Guinea Pigs are reasonably large rodents weighing in at approximately 700-1200g (1.5-2.5lb) and measuring 20-25cm in length. This makes them much larger than hamsters, mice and gerbils that share their class but smaller than most rabbits. Looks-wise they have quite a large head, long oval body, short legs and a stub for a tail. Their closest relatives are the Capybara, which are the largest of all rodents, and the likeness is particularly noticeable in young babies. Guinea Pigs are also known as Cavies (especially by serious breeders), which is derived from their scientific Latin name, Cavia Porcellus (with the Porcellus meaning little pig).
Guinea Pigs are social, herd animals who should at the very least be kept in pairs. In the wild they would live in small herds comprising of a male, several females and their babies. In my opinion it is verging on cruel to keep a single Guinea Pig (other than if it has a medical reason for being kept isolated) and this is a belief that is shared by the lawmakers of Sweden, where it is illegal to sell a lone Guinea Pig unless the buyer already owns others. As pets Guinea Pigs can be kept in pair, threesomes or even larger groups, if cage space allows. Two or more girls (sows) can happily be housed together, or two boys (boars) or a girl and a spayed male. What I would never advise is housing an unfixed male and female together as babies (pups) will almost certainly follow.
As far as pet rodents go, Guinea Pigs are long-living with an average life-span of five to seven years. According to the Guinness Book of World Records the oldest recorded Guinea Pig lived to the ripe old age of 14.

▶ **Information supplied**:
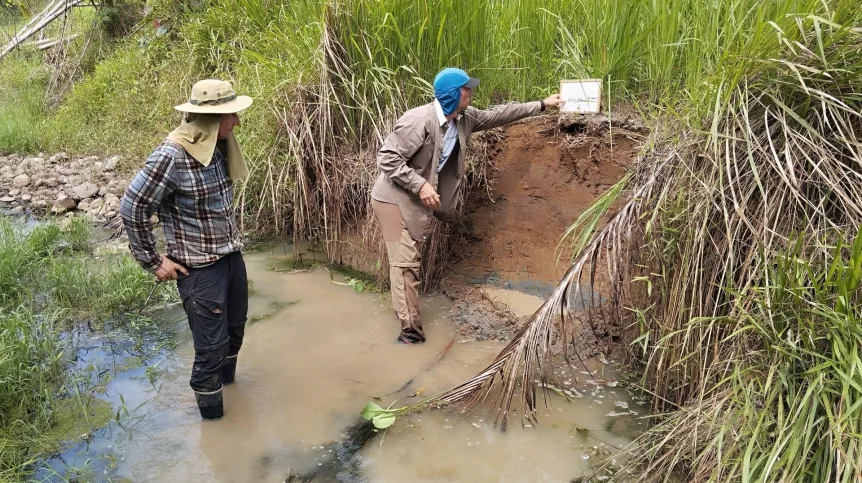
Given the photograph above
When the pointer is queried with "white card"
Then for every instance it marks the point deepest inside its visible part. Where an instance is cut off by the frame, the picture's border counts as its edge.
(582, 96)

▶ **Required work**:
**a)** In the guinea pig text, write out everything from "Guinea Pigs are reasonably" down to "meaning little pig).".
**b)** Answer these questions from the guinea pig text:
(i) Which animals does the text name as the closest relatives of guinea pigs?
(ii) In which country is it illegal to sell a lone guinea pig unless the buyer already owns others?
(iii) What average life-span does the text give for guinea pigs?
The listing has no connection to the guinea pig text.

▶ **Response list**:
**a)**
Guinea Pigs are reasonably large rodents weighing in at approximately 700-1200g (1.5-2.5lb) and measuring 20-25cm in length. This makes them much larger than hamsters, mice and gerbils that share their class but smaller than most rabbits. Looks-wise they have quite a large head, long oval body, short legs and a stub for a tail. Their closest relatives are the Capybara, which are the largest of all rodents, and the likeness is particularly noticeable in young babies. Guinea Pigs are also known as Cavies (especially by serious breeders), which is derived from their scientific Latin name, Cavia Porcellus (with the Porcellus meaning little pig).

**b)**
(i) The Capybara
(ii) Sweden
(iii) Five to seven years